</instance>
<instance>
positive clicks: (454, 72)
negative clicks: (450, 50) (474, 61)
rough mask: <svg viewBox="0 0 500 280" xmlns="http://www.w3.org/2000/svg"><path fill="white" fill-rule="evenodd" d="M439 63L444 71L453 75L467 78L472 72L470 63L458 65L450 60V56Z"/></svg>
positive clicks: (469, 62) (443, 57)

###

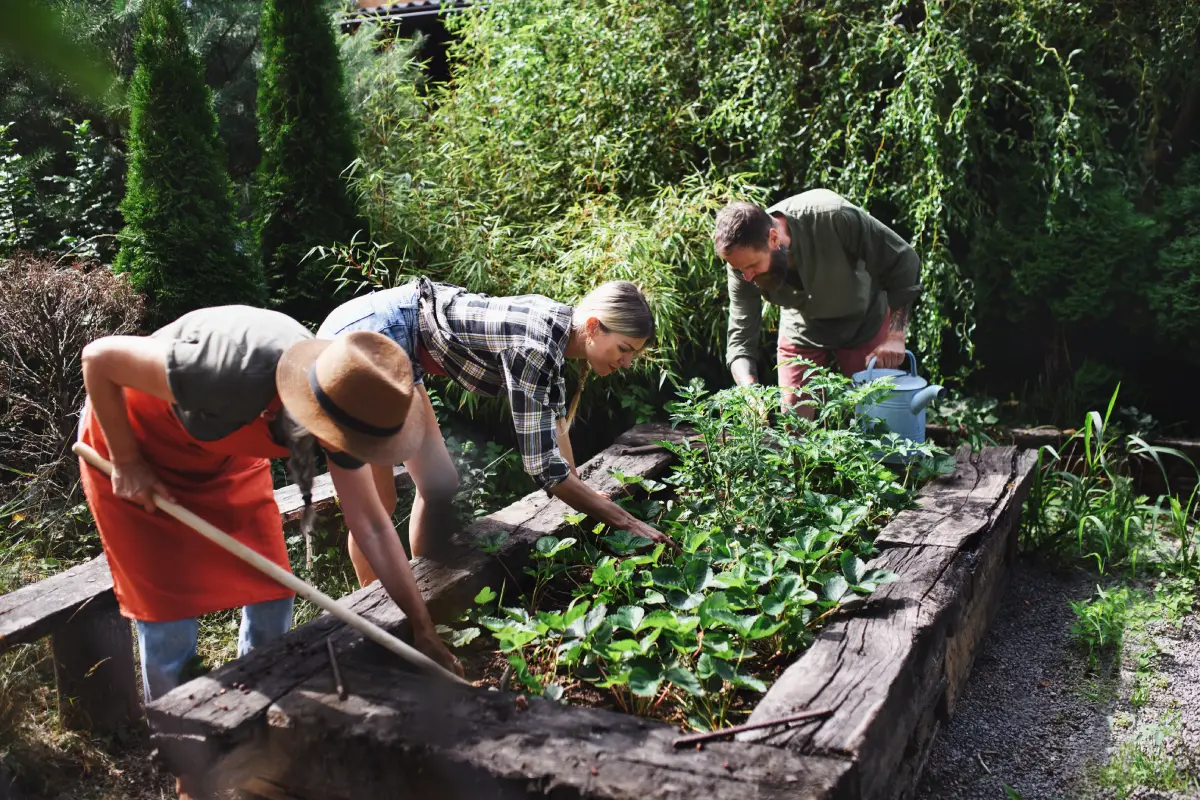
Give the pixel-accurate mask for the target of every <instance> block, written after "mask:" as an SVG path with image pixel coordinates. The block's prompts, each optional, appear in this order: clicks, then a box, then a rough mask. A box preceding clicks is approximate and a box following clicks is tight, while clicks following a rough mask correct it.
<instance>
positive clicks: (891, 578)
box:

###

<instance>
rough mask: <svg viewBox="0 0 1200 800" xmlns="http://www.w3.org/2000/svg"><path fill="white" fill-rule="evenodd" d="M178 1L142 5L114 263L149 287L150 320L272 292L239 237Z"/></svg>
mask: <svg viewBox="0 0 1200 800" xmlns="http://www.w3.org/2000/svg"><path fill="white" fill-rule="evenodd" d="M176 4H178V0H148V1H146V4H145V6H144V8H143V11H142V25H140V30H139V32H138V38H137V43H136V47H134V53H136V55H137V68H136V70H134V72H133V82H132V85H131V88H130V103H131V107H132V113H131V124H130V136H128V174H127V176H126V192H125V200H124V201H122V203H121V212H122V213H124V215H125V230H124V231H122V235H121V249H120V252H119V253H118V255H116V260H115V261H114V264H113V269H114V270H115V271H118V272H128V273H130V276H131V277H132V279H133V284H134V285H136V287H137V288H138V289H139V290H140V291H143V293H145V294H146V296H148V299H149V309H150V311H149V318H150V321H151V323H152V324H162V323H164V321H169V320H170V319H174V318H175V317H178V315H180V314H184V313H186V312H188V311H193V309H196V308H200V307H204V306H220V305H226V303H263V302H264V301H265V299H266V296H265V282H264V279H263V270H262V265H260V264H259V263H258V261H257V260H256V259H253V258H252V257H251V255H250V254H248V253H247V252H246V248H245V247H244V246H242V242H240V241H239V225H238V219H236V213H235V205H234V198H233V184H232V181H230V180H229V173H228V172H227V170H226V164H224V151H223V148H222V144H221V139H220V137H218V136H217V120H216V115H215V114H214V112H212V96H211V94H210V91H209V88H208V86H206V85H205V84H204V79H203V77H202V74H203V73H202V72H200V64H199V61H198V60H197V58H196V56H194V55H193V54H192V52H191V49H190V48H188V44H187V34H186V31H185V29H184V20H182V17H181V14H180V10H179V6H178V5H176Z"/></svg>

###

- **Task goal**
Your task is to copy each line of the listing that holds the word "positive".

- **The completed task**
positive clicks: (454, 72)
positive clicks: (469, 62) (443, 57)
positive clicks: (891, 578)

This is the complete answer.